**** RECORDS PROVIDED ****

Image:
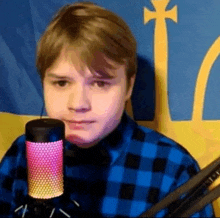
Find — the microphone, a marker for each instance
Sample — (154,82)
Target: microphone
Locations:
(44,152)
(45,170)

****

→ **ABOUT THIS TASK**: Please go through the entries and show every line with the word "microphone".

→ **ANSWER SECTION**:
Find — the microphone, a marker for each instance
Target: microphone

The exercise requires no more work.